(Stored items)
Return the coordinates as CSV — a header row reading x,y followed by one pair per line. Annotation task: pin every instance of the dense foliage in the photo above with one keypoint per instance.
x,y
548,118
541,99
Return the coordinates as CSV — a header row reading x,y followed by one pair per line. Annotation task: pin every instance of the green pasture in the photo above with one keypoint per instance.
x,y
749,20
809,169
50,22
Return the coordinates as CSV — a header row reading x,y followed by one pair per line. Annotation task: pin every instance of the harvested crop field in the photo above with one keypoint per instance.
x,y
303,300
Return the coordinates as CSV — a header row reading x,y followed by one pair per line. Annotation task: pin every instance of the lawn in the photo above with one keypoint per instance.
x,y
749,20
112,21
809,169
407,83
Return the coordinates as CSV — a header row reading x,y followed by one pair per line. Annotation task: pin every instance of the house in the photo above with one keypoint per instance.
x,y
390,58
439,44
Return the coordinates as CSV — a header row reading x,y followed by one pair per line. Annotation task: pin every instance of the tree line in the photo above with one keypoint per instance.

### TO DO
Word for word, transcribe each of the entries above.

### TASK RESPONSE
Return the coordinates as CSV — a header row reading x,y followed by one pair per line. Annotation task: pin every instance of the dense foliage in the photo above with one keypoint per instance.
x,y
548,118
541,99
Return the coordinates as CSV — a header row reading x,y followed by one pair per line. Annotation task: pin every instance of the green pasture in the photo above with one keypoint per instance.
x,y
749,20
809,169
50,22
Return the coordinates as CSV — a header row reading x,y followed by one pair per line. Annotation task: pin every instance of the harvested crop field in the photo above with one keypoint per instance.
x,y
303,300
Return the coordinates as CSV — a header row reading x,y followed by one pair per line. Annotation task: pin every instance of the lawn in the photo above with one keypoint per instance.
x,y
749,20
112,21
809,169
407,83
Return the coordinates as CSV — a header row reading x,y followed by one pair per line. Annotation task: pin every instance of the house in the photo above with one keypoint per instance.
x,y
390,58
439,44
Return the coordinates as CSV — a header row reading x,y followed by one pair per line. Annotation task: pin every instance of the tree line in the photo above with one keypoint per instance.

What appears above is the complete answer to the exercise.